■ **TASK DATA**
= = =
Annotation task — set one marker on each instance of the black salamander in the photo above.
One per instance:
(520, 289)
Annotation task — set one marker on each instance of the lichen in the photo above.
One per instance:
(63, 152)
= = =
■ **SHORT PROBLEM**
Please render all the records above as a numbered list, one line per item, and leave out any blank lines.

■ **REPLY TO THE EXERCISE**
1. Annotation task — set one marker on each instance of the black salamander in the photo above.
2. One per instance:
3. (520, 289)
4. Annotation task — set one marker on each instance of the lichen in the photo above.
5. One per instance:
6. (63, 152)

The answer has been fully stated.